[SOURCE TEXT Boundary: Start]

As a volunteer attorney, Kenneth Frazier won the 1997 release of James "Bo" Cochran, who spent 19 years on death row for a murder he didn't commit. In 2011, Frazier became CEO of the second-biggest U.S. drugmaker, Merck & Co, and he could be taking home $11.25 million for his 2011 work.
Ken Frazier is making history ... by proving that good guys don't always finish last. In less than 20 years at Merck, Frazier has made his way from general counsel to CEO of the Fortune 100 pharma company. Frazier, 56, earned his big-league success leading Merck's legal defense against thousands of claims that a painkiller, Vioxx, was causing strokes and heart attacks.
He's also made a point of volunteering to fight far less profitable battles during his career. In 1991, when he was a partner at a Philadelphia law firm, Frazier and two colleagues took on the case of James "Bo" Cochran, an Alabama man who had been wrongly accused of murder; Frazier's team worked pro bono to win Cochran a new trial and, in 1997, the innocent man was acquitted. Not bad for a man who sold tadpoles and newts at a local aquarium to make money during his undergraduate years at Penn State.
What's next for Ken?
Frazier will be at the helm as Merck moves experimental drugs through the final stages of testing. As a result of a decade of research on cardiovascular disease, Merck's close to releasing four pills that are each expected to bring in $1 billion in annual sales by 2016.
In his own words ...
"The pillar of our strategy will remain innovation," Frazier told Bloomberg in November. "Emerging markets is a subset of that innovation strategy."
A little-known fact ...
Frazier, a Harvard-trained lawyer, is the first African-American to lead a major U.S. pharmaceutical company.

[SOURCE TEXT Boundary: End]
[SOURCE MATERIAL Boundary: Start]

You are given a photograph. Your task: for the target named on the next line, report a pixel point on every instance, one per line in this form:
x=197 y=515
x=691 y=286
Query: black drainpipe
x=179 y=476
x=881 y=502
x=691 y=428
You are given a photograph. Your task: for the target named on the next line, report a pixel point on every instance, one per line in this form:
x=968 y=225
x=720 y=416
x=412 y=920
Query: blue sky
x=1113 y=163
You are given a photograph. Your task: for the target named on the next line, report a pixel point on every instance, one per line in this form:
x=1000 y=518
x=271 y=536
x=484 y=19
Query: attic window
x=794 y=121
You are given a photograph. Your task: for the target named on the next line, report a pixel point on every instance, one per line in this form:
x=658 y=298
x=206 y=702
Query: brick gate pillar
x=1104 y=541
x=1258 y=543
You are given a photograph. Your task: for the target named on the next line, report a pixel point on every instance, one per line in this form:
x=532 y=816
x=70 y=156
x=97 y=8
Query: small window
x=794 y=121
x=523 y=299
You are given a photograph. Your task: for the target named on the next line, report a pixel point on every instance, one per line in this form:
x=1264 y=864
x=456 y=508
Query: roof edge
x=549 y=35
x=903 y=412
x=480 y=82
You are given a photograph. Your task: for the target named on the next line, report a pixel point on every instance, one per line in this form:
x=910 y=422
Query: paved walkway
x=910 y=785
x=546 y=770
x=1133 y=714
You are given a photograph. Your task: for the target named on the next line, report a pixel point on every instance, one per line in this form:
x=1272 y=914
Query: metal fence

[SOURCE MATERIAL Boundary: End]
[SOURCE MATERIAL Boundary: Start]

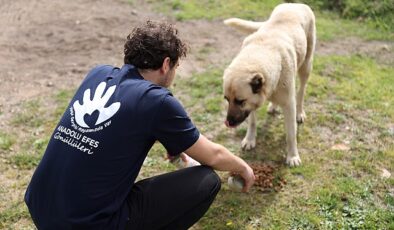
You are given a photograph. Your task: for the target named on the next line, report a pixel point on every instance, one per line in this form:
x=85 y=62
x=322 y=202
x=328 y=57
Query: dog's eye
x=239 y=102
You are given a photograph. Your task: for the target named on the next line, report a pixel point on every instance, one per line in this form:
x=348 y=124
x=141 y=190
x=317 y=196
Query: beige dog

[SOURCE MATERIAL Boundary: End]

List each distinct year mentioned in the Kenneth Frazier profile, in the order each first appears. Rely only on the Kenneth Frazier profile, not on the entries.

1997, 2011, 1991, 2016